Your goal —
Reproduce each of the lines below word for word, with every character unchanged.

Provided entries —
⁂

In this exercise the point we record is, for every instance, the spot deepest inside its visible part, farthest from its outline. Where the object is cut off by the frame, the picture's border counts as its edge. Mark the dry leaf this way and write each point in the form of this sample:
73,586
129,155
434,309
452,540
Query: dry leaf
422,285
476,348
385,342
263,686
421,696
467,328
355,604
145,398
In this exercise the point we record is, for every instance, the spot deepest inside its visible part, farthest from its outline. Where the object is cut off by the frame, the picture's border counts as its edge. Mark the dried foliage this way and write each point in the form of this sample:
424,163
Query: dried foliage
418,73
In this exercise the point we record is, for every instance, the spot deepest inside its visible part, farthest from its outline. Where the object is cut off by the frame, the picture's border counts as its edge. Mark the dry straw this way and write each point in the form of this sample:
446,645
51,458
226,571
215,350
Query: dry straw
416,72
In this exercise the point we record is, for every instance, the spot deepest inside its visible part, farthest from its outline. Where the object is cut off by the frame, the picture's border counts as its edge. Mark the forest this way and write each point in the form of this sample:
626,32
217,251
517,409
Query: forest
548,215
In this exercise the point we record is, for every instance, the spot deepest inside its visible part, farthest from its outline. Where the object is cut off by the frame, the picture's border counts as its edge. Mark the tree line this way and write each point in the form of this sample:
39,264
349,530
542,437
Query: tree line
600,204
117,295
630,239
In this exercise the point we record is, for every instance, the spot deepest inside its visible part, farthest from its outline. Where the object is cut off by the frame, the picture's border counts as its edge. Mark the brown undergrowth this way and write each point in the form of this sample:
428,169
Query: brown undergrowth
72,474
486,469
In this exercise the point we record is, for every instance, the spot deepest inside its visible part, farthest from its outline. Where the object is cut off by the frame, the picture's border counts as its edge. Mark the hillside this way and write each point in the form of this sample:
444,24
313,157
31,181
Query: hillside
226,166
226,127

⁂

Full response —
In this exercise the point we record is, for every instance, the spot deepest inside its visible part, farthest from its outline. Where the object is cut off by the frame, the picture's border counts as its edge. Mark the dry leaf this way and write each point in the form of this sample:
73,586
129,155
434,309
452,540
Query: dry leaf
422,285
476,348
385,342
263,686
421,696
467,328
355,604
145,398
In this exercise the point we record is, for every instance, the spot deepest inside its visible part, farthest from its outline. Where the object is cut off by the frame, the picture's border counts as its edge. Mark the dried foliage this way and write each point in the form of this sample:
424,163
Query: dried foliage
418,73
In this exercise the point we record is, for every instance, the spot deepest inside its visible part, farthest from its outline. Where the object is cut off by the frame, the picture's border counts as its edge. Mark the dry straw this way and write each point in the form of this sample:
446,645
51,458
226,571
215,350
Query: dry straw
416,72
In this exercise the point we record is, for every instance, the spot deepest inside its visible part, farthest from its outline. Where the object is cut off by the frame, the picture's border counts as its edge. Mark the forest this way and write each point in the form of this sample:
626,32
217,251
517,409
Query: forest
548,215
In this exercise the point we record is, for every instance, the spot deepest inside its visible part, farthest from its outline. Where the object is cut off by the frame, the picture's border counts as its edge. Mark the tree line this way and write each point in the form of this sample:
39,264
349,530
542,437
Query: tree line
600,204
117,295
630,239
In this exercise the point we record is, for every instance, the spot deepest inside its visible part, farthest from its outline. Where the object is cut off by the frame, the picture's border counts as its edge. Mark the brown undergrowth this way and write each point in the form of this sample:
428,169
Query: brown undergrowth
72,474
486,469
In this exercise the point we record is, for every instance, the spot deepest inside its visible part, farthest from its outline. Where the object is cut off by the frame, the picture's border counts as its edge. Mark the hillside this way and write each point in the form of this sample:
444,24
313,157
31,181
Query: hillside
226,166
226,127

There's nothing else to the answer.